*** Opening of Extract provided ***

Dr. Claude Nigel Byam Davies (2 September 1920 – 25 September 2004) was a British anthropologist and historian who specialised in the study of the cultures of pre-Columbian America, publishing 12 academic works on the Aztec, Inca and Toltec societies. In addition to his academic work, Davies also served with the Grenadier Guards during the Second World War, briefly sat as an MP for Epping and as the managing director of Windowlite Ltd.

Life
Born in September 1920 to Claude and Nellie Davies, Nigel was educated at Eton College and subsequently at the University of Provence and briefly at the University of Potsdam in Berlin before the outbreak of the Second World War. In 1939 Davies attended the Royal Military College, Sandhurst and graduated the following year, taking a commission as a lieutenant in the Grenadier Guards. During the war, Davies served in the Middle East, Italy and the Balkans, leaving the services after the end of the war in 1946. In the general election of 1950, Davies stood for and won the seat of Epping as a Member of Parliament for the Conservative Party. A year later he gave up the seat, refusing to stand in the general election of 1951 at which the constituency was won by Conservative candidate Graeme Bell Finlay.

*** Close of Extract provided ***
*** Opening of Recorded information ***

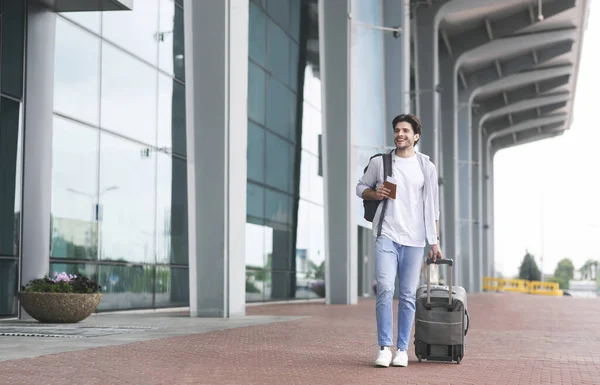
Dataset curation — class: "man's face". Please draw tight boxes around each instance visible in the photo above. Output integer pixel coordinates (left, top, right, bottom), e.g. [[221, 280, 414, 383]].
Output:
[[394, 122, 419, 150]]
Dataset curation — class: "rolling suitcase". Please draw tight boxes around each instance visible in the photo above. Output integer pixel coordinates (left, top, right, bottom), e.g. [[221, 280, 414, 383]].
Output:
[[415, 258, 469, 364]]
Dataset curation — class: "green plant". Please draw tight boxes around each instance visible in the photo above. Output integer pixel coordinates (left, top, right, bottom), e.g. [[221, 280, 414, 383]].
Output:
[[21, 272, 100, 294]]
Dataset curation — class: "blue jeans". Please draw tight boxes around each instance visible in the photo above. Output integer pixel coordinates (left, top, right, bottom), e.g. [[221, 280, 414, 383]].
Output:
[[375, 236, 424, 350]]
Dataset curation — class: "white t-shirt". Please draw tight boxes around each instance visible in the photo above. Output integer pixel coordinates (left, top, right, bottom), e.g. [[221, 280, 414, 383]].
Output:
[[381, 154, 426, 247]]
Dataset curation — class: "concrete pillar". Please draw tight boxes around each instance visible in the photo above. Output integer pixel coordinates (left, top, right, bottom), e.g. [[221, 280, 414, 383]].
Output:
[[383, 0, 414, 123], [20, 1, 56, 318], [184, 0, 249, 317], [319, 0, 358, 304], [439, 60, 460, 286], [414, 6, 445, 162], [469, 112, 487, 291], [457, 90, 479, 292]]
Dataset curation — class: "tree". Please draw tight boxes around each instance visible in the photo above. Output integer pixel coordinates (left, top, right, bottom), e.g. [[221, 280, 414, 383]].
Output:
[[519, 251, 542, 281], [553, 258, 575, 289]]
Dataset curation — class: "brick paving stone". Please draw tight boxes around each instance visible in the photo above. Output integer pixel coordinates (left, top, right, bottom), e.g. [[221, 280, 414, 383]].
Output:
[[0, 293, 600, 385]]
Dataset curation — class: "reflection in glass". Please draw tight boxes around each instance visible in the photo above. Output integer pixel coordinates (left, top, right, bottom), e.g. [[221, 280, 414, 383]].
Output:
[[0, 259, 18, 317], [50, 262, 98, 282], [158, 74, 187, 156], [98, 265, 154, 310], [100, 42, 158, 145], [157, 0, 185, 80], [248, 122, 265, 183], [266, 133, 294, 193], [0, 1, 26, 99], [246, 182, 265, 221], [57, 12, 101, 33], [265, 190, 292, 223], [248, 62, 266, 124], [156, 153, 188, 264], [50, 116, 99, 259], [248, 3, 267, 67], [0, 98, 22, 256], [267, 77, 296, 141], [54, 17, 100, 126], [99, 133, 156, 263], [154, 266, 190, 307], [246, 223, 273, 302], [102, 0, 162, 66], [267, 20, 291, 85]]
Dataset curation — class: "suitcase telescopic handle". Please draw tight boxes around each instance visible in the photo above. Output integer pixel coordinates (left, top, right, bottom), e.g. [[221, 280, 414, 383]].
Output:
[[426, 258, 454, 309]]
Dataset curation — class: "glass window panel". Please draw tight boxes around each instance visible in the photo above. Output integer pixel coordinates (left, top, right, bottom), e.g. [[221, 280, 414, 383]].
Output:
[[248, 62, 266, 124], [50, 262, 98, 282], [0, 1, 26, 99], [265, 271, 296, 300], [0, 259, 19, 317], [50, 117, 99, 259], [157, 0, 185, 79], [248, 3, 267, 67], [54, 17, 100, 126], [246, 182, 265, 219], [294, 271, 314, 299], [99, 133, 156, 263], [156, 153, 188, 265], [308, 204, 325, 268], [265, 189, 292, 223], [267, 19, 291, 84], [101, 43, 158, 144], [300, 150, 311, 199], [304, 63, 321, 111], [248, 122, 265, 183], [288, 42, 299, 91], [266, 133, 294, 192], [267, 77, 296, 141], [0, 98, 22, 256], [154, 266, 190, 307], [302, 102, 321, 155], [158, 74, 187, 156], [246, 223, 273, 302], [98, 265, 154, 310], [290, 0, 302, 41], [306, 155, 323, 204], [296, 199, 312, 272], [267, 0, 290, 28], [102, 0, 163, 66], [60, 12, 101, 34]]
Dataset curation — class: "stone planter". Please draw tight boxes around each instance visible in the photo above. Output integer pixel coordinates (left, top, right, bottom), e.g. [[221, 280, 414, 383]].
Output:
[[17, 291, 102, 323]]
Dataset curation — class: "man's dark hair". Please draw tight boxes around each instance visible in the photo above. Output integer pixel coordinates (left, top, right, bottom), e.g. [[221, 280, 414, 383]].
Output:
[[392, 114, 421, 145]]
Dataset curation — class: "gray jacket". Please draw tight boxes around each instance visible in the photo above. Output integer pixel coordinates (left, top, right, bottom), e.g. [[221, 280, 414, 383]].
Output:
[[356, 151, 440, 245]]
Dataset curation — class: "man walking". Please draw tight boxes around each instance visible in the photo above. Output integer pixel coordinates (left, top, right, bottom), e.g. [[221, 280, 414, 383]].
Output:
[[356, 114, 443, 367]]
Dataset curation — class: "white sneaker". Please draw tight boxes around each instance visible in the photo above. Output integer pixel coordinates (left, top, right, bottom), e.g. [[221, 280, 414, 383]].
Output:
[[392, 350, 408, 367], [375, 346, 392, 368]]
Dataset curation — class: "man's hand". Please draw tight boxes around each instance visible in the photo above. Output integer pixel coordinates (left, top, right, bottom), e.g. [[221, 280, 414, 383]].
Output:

*** Close of Recorded information ***

- **Work to be completed**: Repeat word for word the part of the biography of Nigel Davies that opens with the words containing "Dr. Claude Nigel" and closes with "of Windowlite Ltd.".

- **Task solution**:
Dr. Claude Nigel Byam Davies (2 September 1920 – 25 September 2004) was a British anthropologist and historian who specialised in the study of the cultures of pre-Columbian America, publishing 12 academic works on the Aztec, Inca and Toltec societies. In addition to his academic work, Davies also served with the Grenadier Guards during the Second World War, briefly sat as an MP for Epping and as the managing director of Windowlite Ltd.